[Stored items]
==========
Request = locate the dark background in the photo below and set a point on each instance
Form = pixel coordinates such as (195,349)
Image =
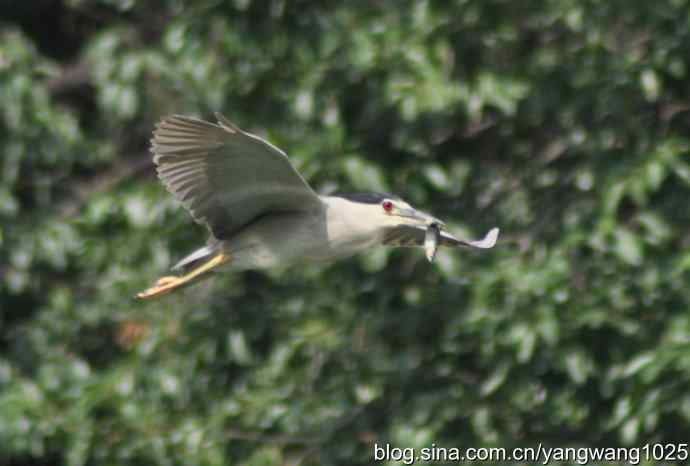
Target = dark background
(563,123)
==========
[Problem details] Would you print all the entries again exactly, minus any pictures?

[Your solution]
Request = locate the dark background in the photo below and set a point on each instance
Form = pixel coordinates such as (195,349)
Image =
Target = dark background
(563,123)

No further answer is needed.